→ **Aim**:
Continue the passage on the Narayanganj killings and accountability for RAB, picking up right after its final sentence.

→ **Supplied passage**:
The letter noted that following the abduction and apparent contract killings of seven people by members of RAB and other security forces in Narayanganj district in central Bangladesh on May 2, 2014, the state minister for home affairs, Asaduzzaman Khan, announced that the prime minister had ordered law enforcement agencies to ensure that all those responsible are found and punished, regardless of their positions.

The High Court, acting on its own motion, directed that any investigation into the killings be conducted by a specially constituted body independent of the security forces, and issued an arrest warrant against three RAB officers to be tried before civilian courts.

Govt.’s change of course
Brad Adams, Asia director Human Rights Watch stated in the open letter:
“After years of refusing to investigate RAB, the government has changed course and reacted quickly to the Narayanganj murders. This is welcome and hopefully marks a shift away from years of impunity for RAB and other security forces. The prime minister must now broaden the probe and create an independent process to ensure accountability for all cases, not just Narayanganj.
Human Rights Watch has long documented RAB responsibility for extrajudicial killings and torture. Most recently, Human Rights Watch documented the deaths of 11 opposition activists before, during, and after the January 5 national elections. The Bangladesh media reported several more. In six of the cases documented by Human Rights Watch, the authorities admitted security forces had initially detained the victims, and that the victims had been shot dead while in custody.

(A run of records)
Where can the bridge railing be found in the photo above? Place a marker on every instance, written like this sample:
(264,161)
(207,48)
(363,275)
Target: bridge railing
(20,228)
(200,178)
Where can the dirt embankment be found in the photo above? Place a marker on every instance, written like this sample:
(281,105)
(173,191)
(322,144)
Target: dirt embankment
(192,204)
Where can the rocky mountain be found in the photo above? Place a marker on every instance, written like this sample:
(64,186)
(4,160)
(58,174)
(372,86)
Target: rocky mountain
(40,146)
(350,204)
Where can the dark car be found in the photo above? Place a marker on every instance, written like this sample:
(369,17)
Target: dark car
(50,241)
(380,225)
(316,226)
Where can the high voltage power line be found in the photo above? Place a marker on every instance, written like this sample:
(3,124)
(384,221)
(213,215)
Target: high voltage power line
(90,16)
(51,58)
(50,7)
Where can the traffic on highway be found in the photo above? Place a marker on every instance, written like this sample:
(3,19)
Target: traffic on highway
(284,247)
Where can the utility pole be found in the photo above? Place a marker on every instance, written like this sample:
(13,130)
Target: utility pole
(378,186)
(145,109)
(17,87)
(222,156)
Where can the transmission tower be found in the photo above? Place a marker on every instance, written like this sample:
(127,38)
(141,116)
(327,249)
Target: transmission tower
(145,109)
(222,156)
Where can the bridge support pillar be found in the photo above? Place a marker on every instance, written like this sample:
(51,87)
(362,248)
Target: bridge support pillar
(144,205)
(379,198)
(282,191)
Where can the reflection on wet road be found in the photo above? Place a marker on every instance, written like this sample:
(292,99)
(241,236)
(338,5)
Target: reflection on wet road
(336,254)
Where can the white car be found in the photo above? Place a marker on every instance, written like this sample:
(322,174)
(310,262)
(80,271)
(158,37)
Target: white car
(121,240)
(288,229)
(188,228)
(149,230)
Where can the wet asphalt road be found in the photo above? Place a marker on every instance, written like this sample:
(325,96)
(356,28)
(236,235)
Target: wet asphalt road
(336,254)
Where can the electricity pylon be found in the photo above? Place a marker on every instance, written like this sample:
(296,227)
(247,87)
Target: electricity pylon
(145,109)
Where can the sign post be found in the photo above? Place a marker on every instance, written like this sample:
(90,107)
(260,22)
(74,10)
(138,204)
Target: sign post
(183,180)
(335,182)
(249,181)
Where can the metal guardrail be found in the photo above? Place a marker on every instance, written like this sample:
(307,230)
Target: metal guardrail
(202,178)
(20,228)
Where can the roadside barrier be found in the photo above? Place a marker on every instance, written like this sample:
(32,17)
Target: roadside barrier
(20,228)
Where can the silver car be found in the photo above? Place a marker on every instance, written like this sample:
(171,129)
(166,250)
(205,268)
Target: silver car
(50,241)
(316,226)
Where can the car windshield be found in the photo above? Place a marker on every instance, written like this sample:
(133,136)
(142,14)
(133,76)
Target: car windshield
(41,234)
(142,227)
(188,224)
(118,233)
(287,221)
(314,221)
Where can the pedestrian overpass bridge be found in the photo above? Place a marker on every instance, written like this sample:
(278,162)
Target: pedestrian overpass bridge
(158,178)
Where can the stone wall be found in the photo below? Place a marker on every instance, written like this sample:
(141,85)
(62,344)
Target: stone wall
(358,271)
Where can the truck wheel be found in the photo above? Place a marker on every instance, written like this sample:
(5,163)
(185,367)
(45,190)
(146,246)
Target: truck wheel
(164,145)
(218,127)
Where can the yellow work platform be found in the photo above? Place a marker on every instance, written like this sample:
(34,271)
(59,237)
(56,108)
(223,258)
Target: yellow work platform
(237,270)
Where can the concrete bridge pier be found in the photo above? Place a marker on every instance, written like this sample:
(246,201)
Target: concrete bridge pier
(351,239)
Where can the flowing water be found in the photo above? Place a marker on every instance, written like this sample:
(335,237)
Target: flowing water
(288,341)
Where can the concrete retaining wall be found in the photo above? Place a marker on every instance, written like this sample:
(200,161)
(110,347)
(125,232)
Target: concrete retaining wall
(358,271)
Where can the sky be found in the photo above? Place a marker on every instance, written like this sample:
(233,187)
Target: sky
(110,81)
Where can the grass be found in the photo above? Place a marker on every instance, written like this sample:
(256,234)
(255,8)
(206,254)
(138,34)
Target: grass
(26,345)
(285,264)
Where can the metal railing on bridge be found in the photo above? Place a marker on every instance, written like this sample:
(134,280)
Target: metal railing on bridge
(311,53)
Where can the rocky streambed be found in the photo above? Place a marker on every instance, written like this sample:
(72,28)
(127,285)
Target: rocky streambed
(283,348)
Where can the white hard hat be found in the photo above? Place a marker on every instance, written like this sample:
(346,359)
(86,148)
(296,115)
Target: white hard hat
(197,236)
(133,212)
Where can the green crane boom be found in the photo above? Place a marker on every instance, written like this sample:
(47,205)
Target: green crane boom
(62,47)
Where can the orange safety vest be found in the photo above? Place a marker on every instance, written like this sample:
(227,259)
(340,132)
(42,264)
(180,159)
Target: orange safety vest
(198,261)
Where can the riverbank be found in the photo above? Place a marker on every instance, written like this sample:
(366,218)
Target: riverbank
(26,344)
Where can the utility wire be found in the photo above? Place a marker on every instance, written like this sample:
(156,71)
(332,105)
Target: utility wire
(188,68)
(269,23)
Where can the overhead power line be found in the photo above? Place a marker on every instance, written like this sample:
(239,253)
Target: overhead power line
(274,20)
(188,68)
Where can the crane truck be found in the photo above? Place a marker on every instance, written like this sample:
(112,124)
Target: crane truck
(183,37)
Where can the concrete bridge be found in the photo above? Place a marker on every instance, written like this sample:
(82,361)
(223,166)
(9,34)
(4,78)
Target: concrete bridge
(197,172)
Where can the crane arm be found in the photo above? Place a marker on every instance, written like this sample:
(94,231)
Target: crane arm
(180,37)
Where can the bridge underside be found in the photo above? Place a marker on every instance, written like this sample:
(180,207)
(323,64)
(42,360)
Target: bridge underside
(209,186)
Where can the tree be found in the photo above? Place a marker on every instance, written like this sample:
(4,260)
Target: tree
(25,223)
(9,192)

→ **Response for this exercise**:
Human Rights Watch reiterated its longstanding call that RAB be disbanded, and replaced with a fully accountable civilian law enforcement agency dedicated to fighting crime and terrorism. Disbanding RAB is now being openly discussed in Bangladesh. The leader of the Bangladesh Nationalist Party, Begum Khaleda Zia, who established RAB while in government, has now called for the force to be disbanded.
This is a good opportunity for Bangladesh to deliver on its longstanding promise of zero-tolerance for human rights violations by security forces. RAB should be disbanded and replaced with a fully civilian force that operates under the rule of law and has external oversight. Death squads have no place in a democracy.”

Graft and criminality
Indeed this is an opportunity for Bangladesh to decisively opt out of ‘cross-fire’ culture introduced in our internal security system as an easy way to eliminate crafty armed criminals and violent mafia leaders, whose rent-seeking rackets have now penetrated beyond urban covers deep into our rural milieu. It is also high time to realise the hideousness of banana republic culture that we have stooped to, and the immense harm that politicisation as well as cronyism and elitist impunity are doing to our state institutions.
Contamination of graft and criminality has already deeply shaken the faith and trust of citizens on our civil bureaucracy, on our judiciary, many of our professionals, doctors and engineers, on food-supply, on private and public educational institutions, and on law-enforcement agencies of all kinds. It is high time some initiatives are taken to restore that faith and trust and for the recovery of health of the nation-state.
Prime Minister Sheikh Hasina, while visiting the Directorate General of Defence Intelligence (DGFI) on May 14 is reported to have said that her government has no intention to use DGFI for political purposes. It is a welcome statement. She blamed previous governments for political abuse of DGFI. Opposition politicians say they themselves experienced DGFI “stick and carrot persuasions as well as coercions” under Hasina regime designed to break the 19-party opposition alliance before and after the January 5 election and to break the will of political parties boycotting that election.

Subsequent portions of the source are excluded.